### [Instructions for the task]
Would you set down the data below exactly as shown?
↓
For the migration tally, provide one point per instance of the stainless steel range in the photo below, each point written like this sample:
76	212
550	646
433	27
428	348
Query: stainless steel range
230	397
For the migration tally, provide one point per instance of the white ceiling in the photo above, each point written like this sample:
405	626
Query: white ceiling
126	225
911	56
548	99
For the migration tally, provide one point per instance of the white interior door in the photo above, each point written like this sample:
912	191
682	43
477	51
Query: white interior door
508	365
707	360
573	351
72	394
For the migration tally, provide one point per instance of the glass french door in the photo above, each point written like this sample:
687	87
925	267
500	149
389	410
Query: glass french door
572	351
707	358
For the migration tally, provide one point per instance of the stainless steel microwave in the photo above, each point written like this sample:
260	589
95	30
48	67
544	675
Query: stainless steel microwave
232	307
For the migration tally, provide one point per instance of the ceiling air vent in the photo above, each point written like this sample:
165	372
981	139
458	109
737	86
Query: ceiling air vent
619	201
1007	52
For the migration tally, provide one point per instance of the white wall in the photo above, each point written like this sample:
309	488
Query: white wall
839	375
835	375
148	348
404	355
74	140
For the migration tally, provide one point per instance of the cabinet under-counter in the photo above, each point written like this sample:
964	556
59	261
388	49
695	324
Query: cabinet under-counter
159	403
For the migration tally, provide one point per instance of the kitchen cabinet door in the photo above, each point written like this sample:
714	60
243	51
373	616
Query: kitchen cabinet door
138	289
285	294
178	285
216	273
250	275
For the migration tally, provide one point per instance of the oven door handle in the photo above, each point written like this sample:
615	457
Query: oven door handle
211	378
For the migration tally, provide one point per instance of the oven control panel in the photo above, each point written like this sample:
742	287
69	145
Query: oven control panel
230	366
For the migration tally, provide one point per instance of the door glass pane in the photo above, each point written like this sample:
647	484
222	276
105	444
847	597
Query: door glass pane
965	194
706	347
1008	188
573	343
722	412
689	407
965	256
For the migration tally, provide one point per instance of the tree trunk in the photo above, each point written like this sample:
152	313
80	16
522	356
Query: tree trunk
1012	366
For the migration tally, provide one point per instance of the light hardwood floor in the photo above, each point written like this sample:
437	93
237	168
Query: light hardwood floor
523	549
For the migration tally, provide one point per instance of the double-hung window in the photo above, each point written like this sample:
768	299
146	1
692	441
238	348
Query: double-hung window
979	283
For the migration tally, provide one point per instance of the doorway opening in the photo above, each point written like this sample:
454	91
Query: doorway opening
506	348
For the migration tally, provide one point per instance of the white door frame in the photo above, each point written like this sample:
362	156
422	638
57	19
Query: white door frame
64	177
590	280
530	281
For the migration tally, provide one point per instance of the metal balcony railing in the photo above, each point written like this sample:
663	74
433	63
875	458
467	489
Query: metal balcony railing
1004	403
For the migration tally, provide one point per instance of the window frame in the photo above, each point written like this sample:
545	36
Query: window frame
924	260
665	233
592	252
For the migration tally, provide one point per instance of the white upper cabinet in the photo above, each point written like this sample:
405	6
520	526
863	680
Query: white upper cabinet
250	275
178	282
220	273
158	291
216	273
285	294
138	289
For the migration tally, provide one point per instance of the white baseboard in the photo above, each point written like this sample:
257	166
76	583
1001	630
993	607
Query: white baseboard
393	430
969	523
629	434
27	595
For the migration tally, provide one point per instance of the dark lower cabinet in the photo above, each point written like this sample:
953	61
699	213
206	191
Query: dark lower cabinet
↑
### [Expected answer]
For the migration tally, provide one point per instance of the stainless steel range in the photo below, each point written like this sample:
76	212
550	646
433	27
428	348
Query: stainless steel range
230	397
For the migration tally, provide one point per instance of the white ceiling in the photo above, each point written like this sample:
405	626
Query: white ceiling
126	225
911	56
548	99
For the migration tally, provide one point per instance of the white interior door in the photo above, each point written like this sample:
912	191
682	43
477	51
Query: white interior door
508	365
707	360
573	351
72	394
For the migration tally, provide one point per instance of the glass french door in the photo above, each point written like this sample:
687	87
925	267
500	149
389	410
Query: glass french door
572	351
707	358
For the migration tally, provide one point per instance of the stainless steel microwave in the photo above, each point written like this sample:
260	589
95	30
48	67
544	675
Query: stainless steel microwave
232	307
For the migration tally, provide one point per instance of the ceiling air vent in the photo above, each point written like this sample:
165	372
981	139
458	109
737	86
Query: ceiling air vent
619	201
1007	52
For the migration tally, provide one point per instance of the white wall in the photo above, each point written like this sample:
309	488
Query: white wall
839	375
835	375
148	348
404	355
74	140
For the migration tally, provide one point per instance of the cabinet under-counter in the photo above, each point written like this sample:
964	556
59	261
388	49
695	324
Query: cabinet under-counter
159	403
For the migration tally, provide one point per instance of the kitchen cabinet door in the photo above, each point written like this sample:
714	60
243	51
373	616
Query: kitchen cabinet door
138	289
285	294
178	285
216	273
250	275
For the migration tally, provide one point per instance of the oven door handle in the photo above, each point written like this sample:
615	457
Query: oven door handle
211	378
For the migration tally, provide one point per instance of the oven control panel in the photo above, each point written like this sample:
742	287
69	145
Query: oven control panel
230	366
For the migration tally, provide one point per instance of the door glass pane in the photo above, each point written like this sample:
647	484
222	276
105	444
847	597
Query: door glass pane
965	194
706	347
1008	188
573	343
722	412
689	407
965	256
For the migration tally, provide one point per instance of the tree trunk in the photo above, each point written like this sample:
152	313
80	16
522	356
Query: tree trunk
1012	366
For the migration tally, provide one point per instance of the light hardwood floor in the photo above, each point written like this sample:
437	93
237	168
Query: light hardwood floor
523	549
For the migration tally, provide one point per instance of the double-hung window in the photo above, each point written like this sample:
768	299
146	1
692	441
238	348
Query: double-hung window
979	283
For the migration tally, provide one point per instance of the doorway opening in the photo above, each point written like this sample:
454	91
Query: doorway opening
506	348
For the migration tally, provide one point per instance of the white door frame in the photo above, each point written like this sample:
362	156
422	638
57	19
Query: white door frame
64	177
590	280
530	281
For the migration tally, provide one point per instance of the metal balcony railing in the photo above, each point written like this sample:
663	74
433	63
875	458
467	489
Query: metal balcony railing
1004	403
For the migration tally, provide one point per instance of the window frame in the photo above, each point written like this sample:
545	36
Query: window frame
924	260
665	233
592	252
For the migration tally, provide one point per instance of the white upper cabinet in the photo above, each point written like this sample:
405	6
520	526
863	680
Query: white upper cabinet
250	275
178	282
220	273
158	291
216	273
285	294
138	289
For the migration tally, provide one point per instance of the white baseboard in the photo above, each point written like this sample:
257	166
76	583
1001	630
993	607
Query: white baseboard
393	430
969	523
629	434
27	595
For the migration tally, provide one point per instance of the dark lower cabinet in the photo above, each point written like this sample:
953	61
699	213
206	191
Query: dark lower cabinet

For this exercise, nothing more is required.